### FRAGMENT TEKSTU
§ §

Forum Polityka, aktualnościKraj

Od 2012 roku trudniej będzie zdać egzamin gimnazjalny

Od 2012 roku trudniej będzie zdać egzamin gimnazjalny

Wyświetlaj:
janusz pawlacz / 80.51.30.* / 2011-04-14 19:10
jak się do liceum chce, to trzeba się starać, inaczej raus do zawodówki, podludzie. BYDŁO WSZĘDZIE, zachciewa się edukacji, co? nie dla polackich śmieciów, polaków robaków biedaków.
Pozdrawiam, pan jaweł drugi.
Aśka;) / 83.238.198.* / 2011-04-14 17:07
Co dzień mamy jakieś sprawdziany a teraz jeszcze to normalnie super;!
Ona jest innnaa;!!!
Ni czaje takiej osoby ;! :! :!
;(
Klaudia96 / 77.253.78.* / 2011-04-14 16:27
Co za kretyni no !!!!!!!!!! Mało im że, nie mogli gimnazjaliści wytrzymać w nerwach przed normalnymi testami ?! Chcą nam sprawę pogorszyć? ONA TO ROBI TYLKO DLATEGO ŻE JEST CORAZ WIĘCEJ STUDENTÓW LUDZIE SIĘ CHCĄ UCZYĆ A BRAKUJE JEJ LUDZI DO KOMUNALKI !!!!!!! Tylko zyski dla nich o normalnych ludziach nigdy nie pomyślą !!!!!
Aśka;) / 83.238.198.* / 2011-04-14 14:57
Przyłączam się teraz to tylko będziemy miejsca w zawkach szukać bo na LO lub tech nawet nie ma co liczyć ;!

§ §

### ZADANIA DO WYKONANIA
1/ Jakie godziny publikacji wpisów podaje wątek forum? Wymień je wszystkie.
2/ Od którego roku, według tytułu wątku forum, trudniej będzie zdać egzamin gimnazjalny?
3/ Przepisz z wątku forum fragment między „Forum Polityka, aktualnościKraj” a „osoby ;! :! :!”, włącznie z tymi słowami.
Materiał nie ma tu żadnego znaczenia.

### WYBRANE MATERIAŁY
§ §

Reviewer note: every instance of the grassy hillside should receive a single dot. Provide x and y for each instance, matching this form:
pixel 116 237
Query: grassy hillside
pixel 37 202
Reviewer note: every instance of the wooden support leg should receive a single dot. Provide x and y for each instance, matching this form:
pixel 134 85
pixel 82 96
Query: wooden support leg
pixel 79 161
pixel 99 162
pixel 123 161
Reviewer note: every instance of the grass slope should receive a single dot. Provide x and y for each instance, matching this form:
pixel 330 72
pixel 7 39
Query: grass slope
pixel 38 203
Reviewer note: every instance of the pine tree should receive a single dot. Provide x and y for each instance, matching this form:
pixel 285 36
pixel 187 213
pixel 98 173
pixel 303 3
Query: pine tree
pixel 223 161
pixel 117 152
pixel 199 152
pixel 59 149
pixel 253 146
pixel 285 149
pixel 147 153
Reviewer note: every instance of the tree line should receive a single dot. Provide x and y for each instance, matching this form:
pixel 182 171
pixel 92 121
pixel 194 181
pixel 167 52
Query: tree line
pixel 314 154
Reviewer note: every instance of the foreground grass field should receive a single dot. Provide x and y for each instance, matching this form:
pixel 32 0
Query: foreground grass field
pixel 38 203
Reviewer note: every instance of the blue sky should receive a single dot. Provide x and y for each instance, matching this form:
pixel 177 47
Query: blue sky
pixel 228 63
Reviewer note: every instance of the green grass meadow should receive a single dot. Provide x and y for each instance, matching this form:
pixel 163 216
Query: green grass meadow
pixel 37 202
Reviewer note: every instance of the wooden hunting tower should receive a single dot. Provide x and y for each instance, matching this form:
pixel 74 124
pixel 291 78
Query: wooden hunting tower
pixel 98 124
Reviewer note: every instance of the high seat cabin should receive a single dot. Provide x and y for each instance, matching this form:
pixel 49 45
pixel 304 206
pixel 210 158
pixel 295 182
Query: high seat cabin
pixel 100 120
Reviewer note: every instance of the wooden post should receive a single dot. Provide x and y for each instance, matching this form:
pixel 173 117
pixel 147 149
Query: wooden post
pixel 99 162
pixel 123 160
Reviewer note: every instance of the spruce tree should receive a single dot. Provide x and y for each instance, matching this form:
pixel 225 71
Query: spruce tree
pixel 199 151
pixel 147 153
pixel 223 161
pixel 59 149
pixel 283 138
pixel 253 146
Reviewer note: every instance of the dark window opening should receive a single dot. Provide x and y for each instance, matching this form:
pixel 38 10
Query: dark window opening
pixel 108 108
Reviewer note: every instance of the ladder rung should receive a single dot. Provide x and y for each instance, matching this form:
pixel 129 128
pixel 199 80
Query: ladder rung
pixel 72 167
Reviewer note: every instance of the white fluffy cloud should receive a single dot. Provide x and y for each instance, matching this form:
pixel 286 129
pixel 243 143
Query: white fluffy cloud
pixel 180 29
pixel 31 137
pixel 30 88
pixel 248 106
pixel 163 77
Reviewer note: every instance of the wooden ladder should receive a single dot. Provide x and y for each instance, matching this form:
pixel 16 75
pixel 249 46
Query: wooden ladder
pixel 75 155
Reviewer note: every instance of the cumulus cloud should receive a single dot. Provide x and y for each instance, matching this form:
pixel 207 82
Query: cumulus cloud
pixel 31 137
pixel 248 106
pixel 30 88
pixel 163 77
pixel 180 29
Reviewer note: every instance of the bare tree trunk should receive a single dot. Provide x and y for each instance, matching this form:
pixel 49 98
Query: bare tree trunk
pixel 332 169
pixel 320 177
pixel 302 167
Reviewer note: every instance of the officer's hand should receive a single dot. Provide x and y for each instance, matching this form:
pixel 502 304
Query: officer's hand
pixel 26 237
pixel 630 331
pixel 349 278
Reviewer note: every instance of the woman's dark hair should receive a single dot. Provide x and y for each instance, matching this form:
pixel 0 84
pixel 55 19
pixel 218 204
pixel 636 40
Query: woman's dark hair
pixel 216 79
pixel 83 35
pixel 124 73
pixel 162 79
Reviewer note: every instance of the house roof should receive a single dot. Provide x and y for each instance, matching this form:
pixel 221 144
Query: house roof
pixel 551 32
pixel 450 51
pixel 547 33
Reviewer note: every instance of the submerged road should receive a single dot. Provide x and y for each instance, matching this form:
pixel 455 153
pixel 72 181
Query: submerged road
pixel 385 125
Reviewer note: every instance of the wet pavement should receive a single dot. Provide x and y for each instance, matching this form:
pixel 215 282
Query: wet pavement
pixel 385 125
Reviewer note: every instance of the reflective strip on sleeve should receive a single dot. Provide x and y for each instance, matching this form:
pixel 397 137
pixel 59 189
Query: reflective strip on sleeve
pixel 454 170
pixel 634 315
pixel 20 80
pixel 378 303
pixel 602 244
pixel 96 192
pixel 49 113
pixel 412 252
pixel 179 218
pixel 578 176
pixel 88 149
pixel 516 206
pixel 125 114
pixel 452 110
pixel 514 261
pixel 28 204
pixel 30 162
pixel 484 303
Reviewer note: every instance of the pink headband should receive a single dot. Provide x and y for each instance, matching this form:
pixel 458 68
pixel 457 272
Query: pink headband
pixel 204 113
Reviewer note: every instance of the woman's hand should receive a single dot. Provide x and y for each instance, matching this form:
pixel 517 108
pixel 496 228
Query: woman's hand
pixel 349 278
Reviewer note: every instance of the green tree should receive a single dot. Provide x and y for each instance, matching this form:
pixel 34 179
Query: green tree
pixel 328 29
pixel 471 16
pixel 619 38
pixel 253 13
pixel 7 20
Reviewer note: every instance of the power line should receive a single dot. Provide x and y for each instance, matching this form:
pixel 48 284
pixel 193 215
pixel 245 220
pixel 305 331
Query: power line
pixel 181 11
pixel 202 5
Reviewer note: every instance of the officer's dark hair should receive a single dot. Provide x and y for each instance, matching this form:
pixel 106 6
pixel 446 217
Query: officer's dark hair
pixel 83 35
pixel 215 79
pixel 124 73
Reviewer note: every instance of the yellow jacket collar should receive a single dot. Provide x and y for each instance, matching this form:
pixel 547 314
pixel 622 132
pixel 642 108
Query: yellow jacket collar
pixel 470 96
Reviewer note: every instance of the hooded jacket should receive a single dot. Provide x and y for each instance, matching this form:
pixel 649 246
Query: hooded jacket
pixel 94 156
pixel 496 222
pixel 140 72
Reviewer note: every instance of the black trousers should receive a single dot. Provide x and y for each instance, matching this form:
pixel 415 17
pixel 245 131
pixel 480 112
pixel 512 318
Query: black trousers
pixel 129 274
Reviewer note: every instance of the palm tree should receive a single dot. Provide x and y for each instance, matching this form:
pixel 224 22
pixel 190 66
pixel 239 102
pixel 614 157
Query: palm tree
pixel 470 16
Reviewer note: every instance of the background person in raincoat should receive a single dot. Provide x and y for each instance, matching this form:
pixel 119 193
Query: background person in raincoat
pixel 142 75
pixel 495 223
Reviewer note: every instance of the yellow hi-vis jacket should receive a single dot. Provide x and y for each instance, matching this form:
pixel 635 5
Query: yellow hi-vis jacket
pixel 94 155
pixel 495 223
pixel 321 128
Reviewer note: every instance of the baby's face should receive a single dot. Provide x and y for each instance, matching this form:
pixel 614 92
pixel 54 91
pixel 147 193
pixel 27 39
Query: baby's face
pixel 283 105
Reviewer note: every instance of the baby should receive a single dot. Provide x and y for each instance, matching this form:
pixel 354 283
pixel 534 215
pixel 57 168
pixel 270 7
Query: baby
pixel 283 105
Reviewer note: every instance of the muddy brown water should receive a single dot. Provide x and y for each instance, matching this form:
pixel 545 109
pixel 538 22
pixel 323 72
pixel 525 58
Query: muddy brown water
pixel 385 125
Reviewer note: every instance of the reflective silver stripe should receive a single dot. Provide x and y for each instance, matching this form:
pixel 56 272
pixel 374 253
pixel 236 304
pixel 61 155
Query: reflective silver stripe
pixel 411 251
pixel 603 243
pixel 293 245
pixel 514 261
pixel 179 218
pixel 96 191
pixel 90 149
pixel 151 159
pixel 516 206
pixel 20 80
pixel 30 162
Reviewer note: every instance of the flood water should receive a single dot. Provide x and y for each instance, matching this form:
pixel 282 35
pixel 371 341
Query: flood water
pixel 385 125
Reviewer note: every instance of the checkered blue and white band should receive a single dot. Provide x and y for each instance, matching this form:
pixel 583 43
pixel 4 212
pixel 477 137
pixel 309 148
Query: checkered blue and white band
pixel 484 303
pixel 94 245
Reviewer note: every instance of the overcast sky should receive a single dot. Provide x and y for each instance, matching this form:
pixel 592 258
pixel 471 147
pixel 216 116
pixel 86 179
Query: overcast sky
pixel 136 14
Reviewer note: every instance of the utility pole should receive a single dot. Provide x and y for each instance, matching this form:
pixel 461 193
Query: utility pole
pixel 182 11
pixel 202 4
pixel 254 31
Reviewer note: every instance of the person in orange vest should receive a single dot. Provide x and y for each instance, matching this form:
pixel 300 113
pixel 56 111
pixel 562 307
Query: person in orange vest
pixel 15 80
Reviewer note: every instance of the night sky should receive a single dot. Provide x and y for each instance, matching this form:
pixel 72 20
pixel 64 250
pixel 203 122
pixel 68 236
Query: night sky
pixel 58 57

§ §

### ODPOWIEDZI
1/ 19:10, 17:07, 16:27, 14:57

2/ Od 2012 roku.

3/
Forum Polityka, aktualnościKraj

Od 2012 roku trudniej będzie zdać egzamin gimnazjalny

Od 2012 roku trudniej będzie zdać egzamin gimnazjalny

Wyświetlaj:
janusz pawlacz / 80.51.30.* / 2011-04-14 19:10
jak się do liceum chce, to trzeba się starać, inaczej raus do zawodówki, podludzie. BYDŁO WSZĘDZIE, zachciewa się edukacji, co? nie dla polackich śmieciów, polaków robaków biedaków.
Pozdrawiam, pan jaweł drugi.
Aśka;) / 83.238.198.* / 2011-04-14 17:07
Co dzień mamy jakieś sprawdziany a teraz jeszcze to normalnie super;!
Ona jest innnaa;!!!
Ni czaje takiej osoby ;! :! :!